Begin

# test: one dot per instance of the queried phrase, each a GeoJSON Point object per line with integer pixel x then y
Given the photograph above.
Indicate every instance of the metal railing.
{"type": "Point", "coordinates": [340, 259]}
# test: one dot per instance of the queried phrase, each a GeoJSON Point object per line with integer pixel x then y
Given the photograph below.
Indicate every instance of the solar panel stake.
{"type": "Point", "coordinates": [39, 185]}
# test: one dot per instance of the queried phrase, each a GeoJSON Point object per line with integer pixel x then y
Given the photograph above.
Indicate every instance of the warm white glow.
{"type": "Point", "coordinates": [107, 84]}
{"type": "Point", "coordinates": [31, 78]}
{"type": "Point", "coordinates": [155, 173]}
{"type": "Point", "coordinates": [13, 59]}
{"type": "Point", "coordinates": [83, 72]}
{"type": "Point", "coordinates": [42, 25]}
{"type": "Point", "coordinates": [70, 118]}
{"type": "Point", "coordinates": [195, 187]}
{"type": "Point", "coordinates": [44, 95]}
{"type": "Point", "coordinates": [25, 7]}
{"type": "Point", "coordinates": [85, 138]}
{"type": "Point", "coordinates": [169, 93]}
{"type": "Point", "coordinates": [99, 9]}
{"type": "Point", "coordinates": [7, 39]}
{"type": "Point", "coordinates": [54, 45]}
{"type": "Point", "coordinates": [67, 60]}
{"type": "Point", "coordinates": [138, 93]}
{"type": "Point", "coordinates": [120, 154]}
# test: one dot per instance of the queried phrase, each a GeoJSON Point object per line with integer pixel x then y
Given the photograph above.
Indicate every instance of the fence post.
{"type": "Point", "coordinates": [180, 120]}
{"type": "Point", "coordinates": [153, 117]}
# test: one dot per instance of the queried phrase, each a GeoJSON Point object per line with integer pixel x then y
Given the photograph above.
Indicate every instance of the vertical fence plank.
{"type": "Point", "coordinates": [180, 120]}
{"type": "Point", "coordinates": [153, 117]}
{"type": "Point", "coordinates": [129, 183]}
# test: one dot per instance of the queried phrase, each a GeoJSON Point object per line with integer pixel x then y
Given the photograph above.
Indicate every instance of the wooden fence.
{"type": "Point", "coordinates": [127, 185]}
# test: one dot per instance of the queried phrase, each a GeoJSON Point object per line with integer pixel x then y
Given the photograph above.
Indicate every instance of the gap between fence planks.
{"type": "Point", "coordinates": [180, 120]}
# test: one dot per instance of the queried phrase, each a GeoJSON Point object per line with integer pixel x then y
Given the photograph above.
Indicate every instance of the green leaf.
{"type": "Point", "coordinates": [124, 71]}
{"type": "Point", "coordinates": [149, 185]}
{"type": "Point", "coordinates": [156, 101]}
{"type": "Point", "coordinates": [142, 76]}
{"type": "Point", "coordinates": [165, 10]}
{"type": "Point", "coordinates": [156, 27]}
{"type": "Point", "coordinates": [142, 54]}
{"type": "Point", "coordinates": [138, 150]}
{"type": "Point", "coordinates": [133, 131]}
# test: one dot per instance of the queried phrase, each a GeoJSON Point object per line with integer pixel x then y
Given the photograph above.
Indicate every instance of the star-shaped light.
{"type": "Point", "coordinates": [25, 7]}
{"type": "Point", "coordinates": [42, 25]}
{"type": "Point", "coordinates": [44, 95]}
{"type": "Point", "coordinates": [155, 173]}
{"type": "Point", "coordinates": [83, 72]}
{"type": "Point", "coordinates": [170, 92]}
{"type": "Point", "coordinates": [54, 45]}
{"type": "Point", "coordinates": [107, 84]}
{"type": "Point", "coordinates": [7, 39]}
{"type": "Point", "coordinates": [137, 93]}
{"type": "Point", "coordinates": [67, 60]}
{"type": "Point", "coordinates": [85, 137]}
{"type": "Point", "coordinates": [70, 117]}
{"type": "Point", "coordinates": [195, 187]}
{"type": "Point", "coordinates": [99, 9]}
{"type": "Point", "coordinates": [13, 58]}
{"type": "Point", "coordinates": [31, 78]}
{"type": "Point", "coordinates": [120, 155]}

End

* _DIRECTIONS_
From the listing above, copy each line that contains the word "every". Uppercase and lowercase count as different.

* _SOLUTION FOR THIS TASK_
Indicate every instance of the metal railing.
Indicate every instance of the solar panel stake.
Indicate every instance of the warm white glow.
Indicate every instance of the fence post.
Indicate every instance of the vertical fence plank.
Indicate every instance of the wooden fence.
Indicate every instance of the gap between fence planks.
Indicate every instance of the green leaf.
Indicate every instance of the star-shaped light.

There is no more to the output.